SHORT PROBLEM. Recast the full listing below as a JSON list of strings, with one string for each line and no blank lines. Leave the pictures out.

--- start DATASET ROWS ---

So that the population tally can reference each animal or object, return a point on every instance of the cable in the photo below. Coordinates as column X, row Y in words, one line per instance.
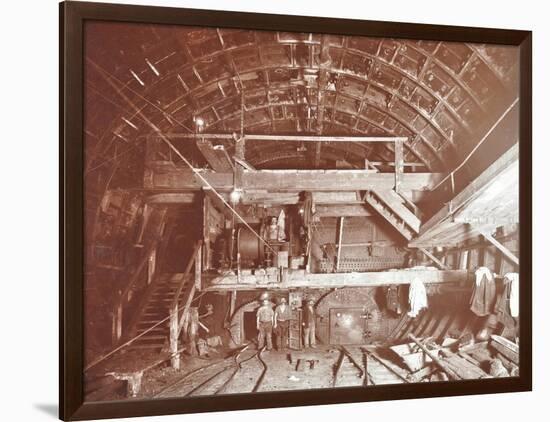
column 107, row 77
column 451, row 174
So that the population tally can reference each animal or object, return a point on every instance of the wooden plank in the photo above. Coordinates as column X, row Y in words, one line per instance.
column 170, row 177
column 339, row 246
column 399, row 168
column 395, row 202
column 289, row 138
column 505, row 251
column 505, row 347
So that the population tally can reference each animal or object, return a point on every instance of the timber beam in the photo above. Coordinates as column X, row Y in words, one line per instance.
column 287, row 138
column 170, row 177
column 301, row 279
column 438, row 227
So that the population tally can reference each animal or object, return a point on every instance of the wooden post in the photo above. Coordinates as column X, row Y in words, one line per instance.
column 399, row 164
column 198, row 268
column 175, row 357
column 117, row 323
column 151, row 266
column 233, row 303
column 339, row 252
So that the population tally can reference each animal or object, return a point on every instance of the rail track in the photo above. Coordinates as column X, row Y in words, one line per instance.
column 242, row 372
column 349, row 369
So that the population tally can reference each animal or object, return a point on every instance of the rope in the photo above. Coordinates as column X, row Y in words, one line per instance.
column 451, row 174
column 197, row 173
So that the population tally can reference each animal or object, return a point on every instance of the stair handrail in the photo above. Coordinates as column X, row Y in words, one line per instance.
column 196, row 249
column 176, row 323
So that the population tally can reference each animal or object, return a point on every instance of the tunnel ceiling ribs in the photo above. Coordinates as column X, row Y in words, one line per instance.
column 435, row 93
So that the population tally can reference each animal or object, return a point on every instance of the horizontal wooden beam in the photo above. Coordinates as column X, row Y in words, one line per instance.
column 290, row 138
column 436, row 227
column 170, row 177
column 301, row 279
column 350, row 210
column 217, row 157
column 173, row 198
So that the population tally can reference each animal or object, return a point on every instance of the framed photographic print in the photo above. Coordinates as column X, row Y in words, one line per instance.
column 267, row 210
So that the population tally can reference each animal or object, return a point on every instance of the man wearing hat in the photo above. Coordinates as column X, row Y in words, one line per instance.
column 308, row 322
column 281, row 322
column 264, row 323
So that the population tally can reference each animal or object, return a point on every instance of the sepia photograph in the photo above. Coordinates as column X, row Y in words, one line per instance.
column 270, row 211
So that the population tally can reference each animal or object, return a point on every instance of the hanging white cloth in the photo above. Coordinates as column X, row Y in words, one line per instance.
column 513, row 278
column 281, row 225
column 483, row 271
column 418, row 298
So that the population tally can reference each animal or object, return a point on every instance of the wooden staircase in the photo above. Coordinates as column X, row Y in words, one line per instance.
column 155, row 308
column 396, row 210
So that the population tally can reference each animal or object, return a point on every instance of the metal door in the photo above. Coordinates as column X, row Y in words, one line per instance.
column 295, row 327
column 347, row 326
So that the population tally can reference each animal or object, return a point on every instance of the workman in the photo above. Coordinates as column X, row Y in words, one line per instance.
column 264, row 323
column 281, row 323
column 308, row 323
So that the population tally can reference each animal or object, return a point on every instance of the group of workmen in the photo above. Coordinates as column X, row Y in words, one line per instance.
column 269, row 320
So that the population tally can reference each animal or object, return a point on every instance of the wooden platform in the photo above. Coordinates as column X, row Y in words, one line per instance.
column 301, row 279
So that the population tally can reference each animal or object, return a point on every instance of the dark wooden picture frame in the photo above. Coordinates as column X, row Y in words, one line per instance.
column 73, row 16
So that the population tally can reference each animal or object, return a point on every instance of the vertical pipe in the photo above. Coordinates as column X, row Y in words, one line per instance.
column 198, row 268
column 340, row 233
column 175, row 357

--- end DATASET ROWS ---

ANSWER FOR THIS EXERCISE.
[
  "So that the population tally can reference each animal or object, return a point on every instance of the cable in the photo below. Coordinates as column X, row Y in words, one line per instance.",
  "column 107, row 77",
  "column 451, row 174",
  "So that the population tally can reference each animal or object, return a point on every instance of the wooden plank in the photo above. Coordinates as column X, row Y in words, one line per instance.",
  "column 170, row 177",
  "column 339, row 246",
  "column 399, row 168",
  "column 395, row 202",
  "column 289, row 138",
  "column 505, row 251",
  "column 505, row 347",
  "So that the population tally can reference each animal or object, return a point on every instance of the timber beam in the photo above. Coordinates as column X, row Y in words, one line per instance.",
  "column 287, row 138",
  "column 170, row 177",
  "column 301, row 279",
  "column 438, row 227",
  "So that the population tally can reference each animal or object, return a point on every instance of the wooden post in the photo above. Coordinates as column X, row Y in words, one line per instance.",
  "column 399, row 164",
  "column 198, row 268",
  "column 175, row 357",
  "column 117, row 323",
  "column 151, row 266",
  "column 233, row 303",
  "column 339, row 252",
  "So that the population tally can reference each animal or object, return a point on every instance of the rail track in the photo above. Coordinates as column X, row Y in words, one line per instance.",
  "column 242, row 372",
  "column 349, row 369",
  "So that the population tally can reference each animal or object, return a point on every instance of the rope in the photo above. Coordinates as column X, row Y in words, one line per instance.",
  "column 451, row 174",
  "column 197, row 173",
  "So that the population tally can reference each animal or object, return a point on every instance of the stair handrail in the photo above. Coordinates as column X, row Y in words, one line per instance.",
  "column 196, row 249",
  "column 176, row 323",
  "So that the population tally can reference each animal or object, return a point on every instance of the tunnel ceiling ribs in the photo above. Coordinates as column X, row Y in words, one line per instance.",
  "column 435, row 93",
  "So that the population tally can reference each animal or object, return a point on every instance of the horizontal wooden beam in the photo above. Coordinates as column X, row Y in words, one line per instance.",
  "column 290, row 138",
  "column 436, row 227",
  "column 170, row 177",
  "column 301, row 279",
  "column 350, row 210",
  "column 217, row 157",
  "column 173, row 198",
  "So that the population tally can reference each animal or object, return a point on every instance of the framed photographic print in the photo above. Coordinates as column X, row Y in words, one line per instance.",
  "column 267, row 210",
  "So that the population tally can reference each animal or object, return a point on every instance of the man wearing hat in the photo above. Coordinates as column X, row Y in words, one line per instance.",
  "column 308, row 322",
  "column 281, row 322",
  "column 264, row 323",
  "So that the population tally can reference each animal or object, return a point on every instance of the sepia photograph in the photo above. Coordinates as column X, row Y in words, one line per instance.",
  "column 270, row 211",
  "So that the population tally can reference each animal or object, return a point on every instance of the hanging white cloth in the photo above. Coordinates as column X, row Y in words, one line per instance.",
  "column 513, row 278",
  "column 281, row 225",
  "column 483, row 271",
  "column 418, row 298",
  "So that the population tally can reference each animal or object, return a point on every instance of the wooden staircase in the photo above. Coordinates as column X, row Y in words, one line per instance.",
  "column 155, row 308",
  "column 396, row 210",
  "So that the population tally can reference each animal or object, return a point on every instance of the metal door in the photo above. Coordinates as column X, row Y in words, one line per instance.",
  "column 295, row 327",
  "column 347, row 326",
  "So that the population tally can reference each animal or object, return a point on every instance of the workman in the photo above. Coordinates as column X, row Y in words, one line per instance.",
  "column 264, row 323",
  "column 281, row 323",
  "column 308, row 323",
  "So that the population tally can reference each animal or object, return a point on every instance of the group of workmen in the photo above. Coordinates as column X, row Y in words, one line per instance.",
  "column 269, row 320",
  "So that the population tally can reference each animal or object, return a point on every instance of the wooden platform in the photo above. Coordinates as column X, row Y in words, one line per instance.",
  "column 301, row 279",
  "So that the population tally can reference each animal or object, return a point on every instance of the dark wooden picture frame in the photo above. Coordinates as column X, row Y in words, one line per instance.",
  "column 73, row 16",
  "So that the population tally can reference each animal or object, return a point on every instance of the vertical pipe in the photo above. Coordinates as column X, row Y in words, one line per instance.",
  "column 198, row 268",
  "column 340, row 233",
  "column 175, row 357"
]